_TO DO_
Please rewrite the material from the line with "Spot every artwork" to the line with "[369,218,436,310]", both included, as a JSON list of strings with one string per line and any blank lines left out.

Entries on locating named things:

"""

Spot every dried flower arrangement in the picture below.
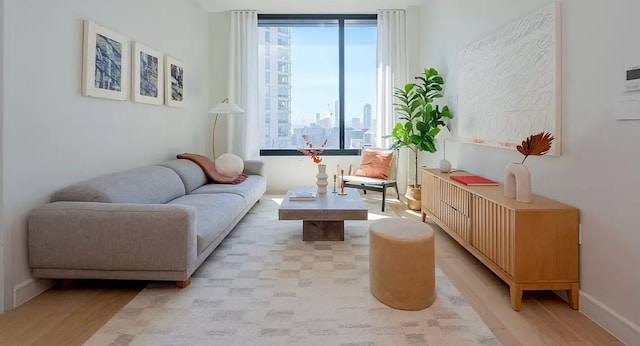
[517,132,554,164]
[298,135,327,164]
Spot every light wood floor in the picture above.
[0,199,622,346]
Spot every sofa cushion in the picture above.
[51,166,185,204]
[177,153,247,184]
[191,175,267,203]
[158,159,207,194]
[169,193,246,254]
[214,153,244,177]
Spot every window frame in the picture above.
[258,14,378,156]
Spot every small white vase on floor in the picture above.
[504,162,531,203]
[316,165,329,193]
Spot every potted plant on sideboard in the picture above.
[390,68,453,210]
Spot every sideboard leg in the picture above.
[509,284,522,311]
[567,283,580,310]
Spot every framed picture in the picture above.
[164,55,185,107]
[82,21,131,100]
[132,42,164,105]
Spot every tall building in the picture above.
[258,27,292,149]
[362,103,371,129]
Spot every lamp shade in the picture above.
[209,101,244,114]
[434,126,453,141]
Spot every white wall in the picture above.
[421,0,640,345]
[0,0,9,313]
[2,0,209,308]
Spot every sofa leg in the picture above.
[176,278,191,288]
[61,279,78,288]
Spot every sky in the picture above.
[291,26,376,126]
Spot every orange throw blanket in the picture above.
[176,153,247,184]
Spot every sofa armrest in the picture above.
[243,160,265,177]
[28,202,197,271]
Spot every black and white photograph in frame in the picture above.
[82,20,130,101]
[132,42,164,105]
[164,55,185,107]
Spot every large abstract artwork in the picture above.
[82,21,130,100]
[458,2,562,155]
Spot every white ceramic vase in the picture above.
[504,162,531,203]
[316,164,329,193]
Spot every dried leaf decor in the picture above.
[298,134,327,164]
[517,132,554,163]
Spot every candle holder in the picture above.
[338,169,347,196]
[331,174,338,193]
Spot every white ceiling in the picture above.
[196,0,423,13]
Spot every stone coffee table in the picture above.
[278,188,368,241]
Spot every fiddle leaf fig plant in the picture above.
[390,68,453,187]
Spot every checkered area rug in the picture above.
[86,193,500,346]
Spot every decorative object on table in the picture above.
[298,134,329,193]
[434,126,453,173]
[331,174,338,193]
[82,20,131,101]
[338,169,347,196]
[504,132,554,203]
[209,98,244,159]
[164,55,186,107]
[316,163,329,193]
[449,175,500,186]
[387,68,453,210]
[289,191,318,201]
[132,42,164,105]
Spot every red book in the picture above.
[449,175,499,186]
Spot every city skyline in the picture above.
[259,21,377,149]
[291,26,376,126]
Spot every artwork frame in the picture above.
[164,55,186,107]
[82,20,131,101]
[131,42,165,105]
[457,1,562,156]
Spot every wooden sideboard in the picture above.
[422,169,579,310]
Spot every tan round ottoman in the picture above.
[369,218,436,310]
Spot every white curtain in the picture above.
[376,10,408,192]
[227,11,260,159]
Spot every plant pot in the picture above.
[404,185,422,210]
[504,162,531,203]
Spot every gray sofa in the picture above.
[28,159,266,287]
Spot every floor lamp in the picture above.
[434,126,453,173]
[209,98,244,159]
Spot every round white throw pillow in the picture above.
[214,153,244,177]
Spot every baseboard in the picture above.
[12,279,56,309]
[580,292,640,345]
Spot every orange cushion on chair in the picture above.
[356,149,393,179]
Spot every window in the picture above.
[258,14,377,156]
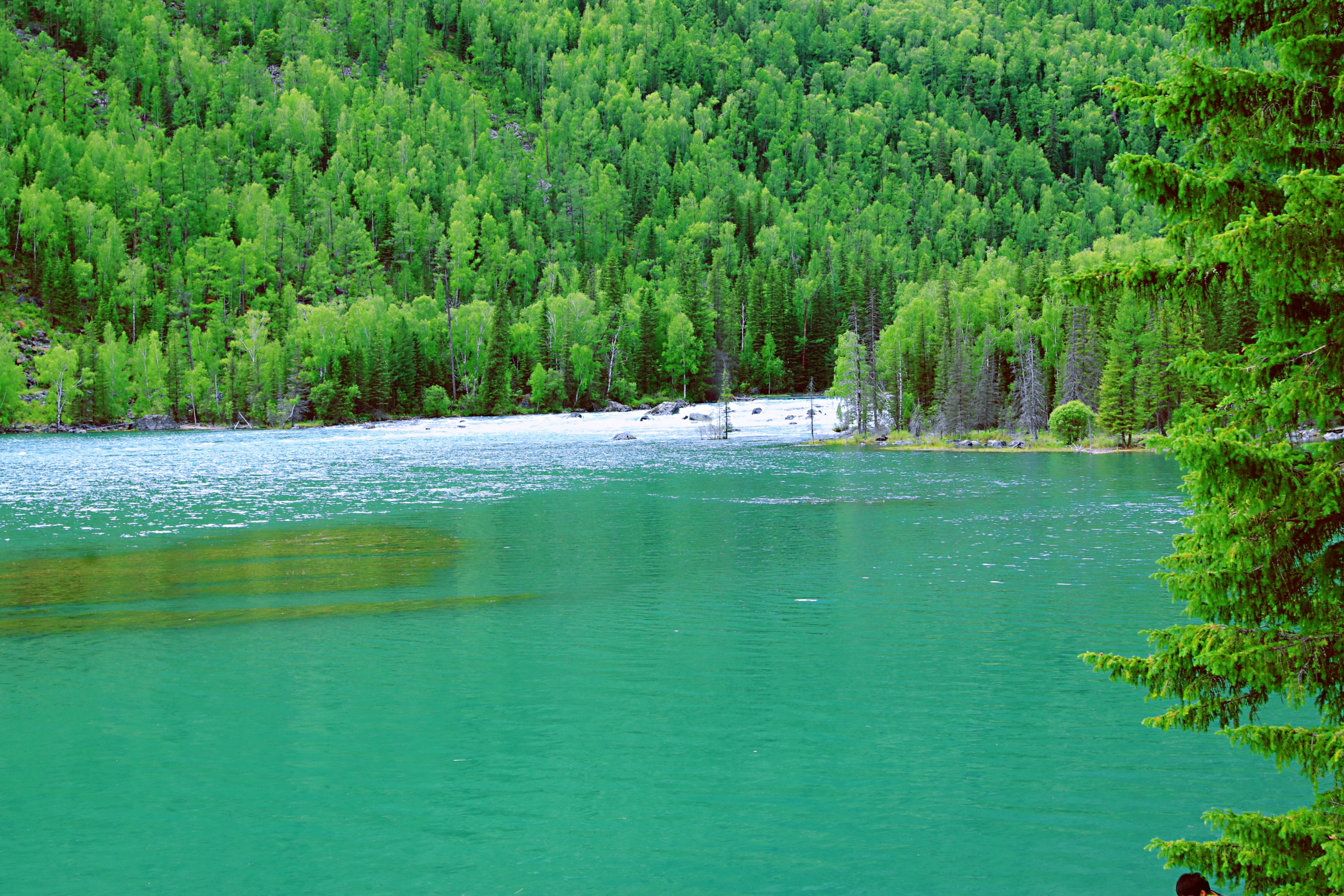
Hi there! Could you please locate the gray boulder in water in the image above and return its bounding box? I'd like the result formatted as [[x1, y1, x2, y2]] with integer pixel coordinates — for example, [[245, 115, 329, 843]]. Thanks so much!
[[136, 414, 181, 431]]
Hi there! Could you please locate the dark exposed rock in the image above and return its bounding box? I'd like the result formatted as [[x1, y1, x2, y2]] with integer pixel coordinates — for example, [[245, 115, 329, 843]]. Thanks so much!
[[136, 414, 181, 431], [649, 400, 685, 415]]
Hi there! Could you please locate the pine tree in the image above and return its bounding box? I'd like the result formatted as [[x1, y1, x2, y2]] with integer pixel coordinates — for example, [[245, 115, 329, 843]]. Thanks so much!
[[476, 302, 514, 414], [634, 289, 662, 395], [368, 333, 392, 411], [1098, 298, 1145, 446], [1085, 0, 1344, 896]]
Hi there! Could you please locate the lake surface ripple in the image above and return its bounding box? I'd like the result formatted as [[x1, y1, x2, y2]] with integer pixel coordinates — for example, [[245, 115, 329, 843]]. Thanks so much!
[[0, 424, 1306, 896]]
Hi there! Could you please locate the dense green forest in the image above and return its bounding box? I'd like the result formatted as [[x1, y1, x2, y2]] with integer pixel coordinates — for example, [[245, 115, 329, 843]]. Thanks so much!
[[0, 0, 1254, 434]]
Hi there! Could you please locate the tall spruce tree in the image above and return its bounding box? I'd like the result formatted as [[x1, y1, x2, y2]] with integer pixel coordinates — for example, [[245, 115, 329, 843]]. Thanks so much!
[[1098, 297, 1145, 447], [1083, 0, 1344, 896], [476, 302, 514, 414]]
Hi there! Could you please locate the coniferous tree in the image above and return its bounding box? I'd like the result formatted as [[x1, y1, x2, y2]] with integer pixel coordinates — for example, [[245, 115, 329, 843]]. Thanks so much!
[[1097, 298, 1145, 446], [634, 290, 662, 395], [1085, 0, 1344, 896], [476, 304, 514, 414]]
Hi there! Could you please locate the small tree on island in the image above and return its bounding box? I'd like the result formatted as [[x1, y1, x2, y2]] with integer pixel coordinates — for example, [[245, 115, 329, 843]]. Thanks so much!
[[1049, 400, 1093, 445]]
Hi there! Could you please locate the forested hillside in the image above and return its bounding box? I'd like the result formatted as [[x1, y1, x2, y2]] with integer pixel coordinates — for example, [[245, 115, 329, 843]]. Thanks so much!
[[0, 0, 1236, 431]]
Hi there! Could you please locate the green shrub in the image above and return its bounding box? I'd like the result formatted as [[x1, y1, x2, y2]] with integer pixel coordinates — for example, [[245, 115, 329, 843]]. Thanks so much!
[[425, 385, 452, 416], [1049, 400, 1093, 445]]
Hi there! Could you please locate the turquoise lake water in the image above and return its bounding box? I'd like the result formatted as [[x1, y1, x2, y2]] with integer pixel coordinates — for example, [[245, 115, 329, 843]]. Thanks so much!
[[0, 427, 1308, 896]]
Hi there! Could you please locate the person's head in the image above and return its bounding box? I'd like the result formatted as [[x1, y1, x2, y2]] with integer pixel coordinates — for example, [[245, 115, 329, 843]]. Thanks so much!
[[1176, 874, 1217, 896]]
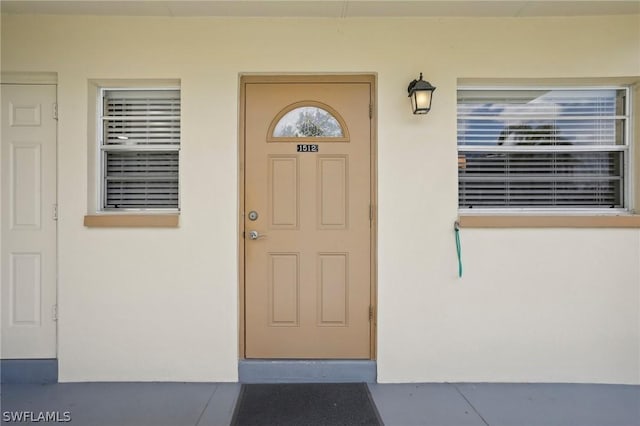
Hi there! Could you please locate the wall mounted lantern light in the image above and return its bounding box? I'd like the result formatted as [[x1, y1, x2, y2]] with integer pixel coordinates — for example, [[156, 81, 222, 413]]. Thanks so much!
[[407, 73, 436, 114]]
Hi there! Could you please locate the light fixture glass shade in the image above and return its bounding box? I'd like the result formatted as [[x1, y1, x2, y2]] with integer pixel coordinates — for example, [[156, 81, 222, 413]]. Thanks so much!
[[408, 73, 436, 114]]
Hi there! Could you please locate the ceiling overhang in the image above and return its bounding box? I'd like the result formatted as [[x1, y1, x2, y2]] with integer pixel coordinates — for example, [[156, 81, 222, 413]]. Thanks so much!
[[0, 0, 640, 18]]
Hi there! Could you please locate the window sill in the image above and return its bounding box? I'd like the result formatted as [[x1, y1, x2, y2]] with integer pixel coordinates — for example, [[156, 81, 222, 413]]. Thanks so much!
[[84, 214, 180, 228], [459, 215, 640, 228]]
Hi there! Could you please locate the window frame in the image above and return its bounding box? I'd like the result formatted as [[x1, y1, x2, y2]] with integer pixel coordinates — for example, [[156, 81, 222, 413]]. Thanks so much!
[[98, 85, 182, 213], [456, 84, 640, 217]]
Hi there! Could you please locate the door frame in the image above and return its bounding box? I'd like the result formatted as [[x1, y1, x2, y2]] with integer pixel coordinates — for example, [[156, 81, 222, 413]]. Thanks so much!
[[238, 73, 378, 360]]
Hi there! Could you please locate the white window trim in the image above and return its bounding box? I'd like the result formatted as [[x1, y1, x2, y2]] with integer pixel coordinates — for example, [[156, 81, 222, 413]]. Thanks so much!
[[94, 84, 182, 215]]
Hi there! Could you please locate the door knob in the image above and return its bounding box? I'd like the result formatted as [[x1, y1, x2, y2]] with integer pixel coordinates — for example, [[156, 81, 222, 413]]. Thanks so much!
[[249, 231, 265, 240]]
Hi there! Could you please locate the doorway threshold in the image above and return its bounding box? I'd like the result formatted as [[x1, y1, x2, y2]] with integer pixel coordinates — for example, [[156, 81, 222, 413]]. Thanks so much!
[[238, 359, 377, 383]]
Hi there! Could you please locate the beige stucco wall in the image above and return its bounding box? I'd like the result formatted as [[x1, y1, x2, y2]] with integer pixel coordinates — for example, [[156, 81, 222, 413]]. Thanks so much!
[[2, 16, 640, 383]]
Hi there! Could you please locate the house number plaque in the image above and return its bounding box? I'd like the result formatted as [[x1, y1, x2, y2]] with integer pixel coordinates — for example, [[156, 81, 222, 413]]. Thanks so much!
[[298, 143, 318, 152]]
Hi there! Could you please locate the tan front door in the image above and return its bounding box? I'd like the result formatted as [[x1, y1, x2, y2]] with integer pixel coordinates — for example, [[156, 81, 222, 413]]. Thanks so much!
[[243, 78, 373, 359]]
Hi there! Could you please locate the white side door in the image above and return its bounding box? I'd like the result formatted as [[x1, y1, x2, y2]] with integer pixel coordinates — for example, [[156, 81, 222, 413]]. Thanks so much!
[[0, 84, 57, 359]]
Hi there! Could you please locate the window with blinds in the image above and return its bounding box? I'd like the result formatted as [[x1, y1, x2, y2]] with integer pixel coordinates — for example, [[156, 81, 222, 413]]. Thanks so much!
[[100, 89, 180, 210], [458, 88, 629, 209]]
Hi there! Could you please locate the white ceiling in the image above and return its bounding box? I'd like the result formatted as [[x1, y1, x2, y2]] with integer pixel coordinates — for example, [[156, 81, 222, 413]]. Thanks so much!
[[0, 0, 640, 18]]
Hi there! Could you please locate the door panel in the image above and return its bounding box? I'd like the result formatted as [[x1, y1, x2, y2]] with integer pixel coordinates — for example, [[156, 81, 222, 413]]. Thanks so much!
[[1, 84, 56, 359], [244, 82, 371, 359]]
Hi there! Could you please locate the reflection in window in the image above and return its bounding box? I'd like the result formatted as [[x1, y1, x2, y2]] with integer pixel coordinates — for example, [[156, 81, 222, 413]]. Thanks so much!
[[458, 88, 630, 211], [273, 106, 344, 138]]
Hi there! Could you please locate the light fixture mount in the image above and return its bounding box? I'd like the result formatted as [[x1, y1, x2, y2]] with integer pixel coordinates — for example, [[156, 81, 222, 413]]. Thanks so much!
[[407, 73, 436, 114]]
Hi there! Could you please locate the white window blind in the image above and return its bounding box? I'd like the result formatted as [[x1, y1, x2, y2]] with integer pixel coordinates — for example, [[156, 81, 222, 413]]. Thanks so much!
[[100, 89, 180, 210], [458, 88, 629, 209]]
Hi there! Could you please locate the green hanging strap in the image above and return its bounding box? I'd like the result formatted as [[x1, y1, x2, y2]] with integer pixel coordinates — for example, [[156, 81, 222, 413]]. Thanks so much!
[[453, 221, 462, 278]]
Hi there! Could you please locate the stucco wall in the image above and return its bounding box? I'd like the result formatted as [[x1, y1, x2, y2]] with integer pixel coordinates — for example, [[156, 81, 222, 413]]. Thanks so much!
[[2, 16, 640, 383]]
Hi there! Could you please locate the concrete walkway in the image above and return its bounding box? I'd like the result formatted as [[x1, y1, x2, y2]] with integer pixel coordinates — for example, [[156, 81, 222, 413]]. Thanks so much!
[[0, 383, 640, 426]]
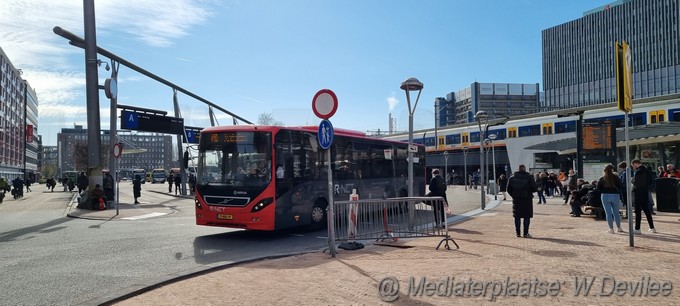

"""

_ANSWER FOR THIS EXERCISE_
[
  "Spot every artwork frame in the picture above.",
  "[164,55,186,107]",
  "[82,20,131,101]",
  "[131,42,165,105]",
  "[457,1,562,156]",
  "Spot every wooden sideboard in the picture above.",
  "[422,169,579,310]",
  "Spot every tan round ottoman in the picture above.",
  "[369,218,436,310]"
]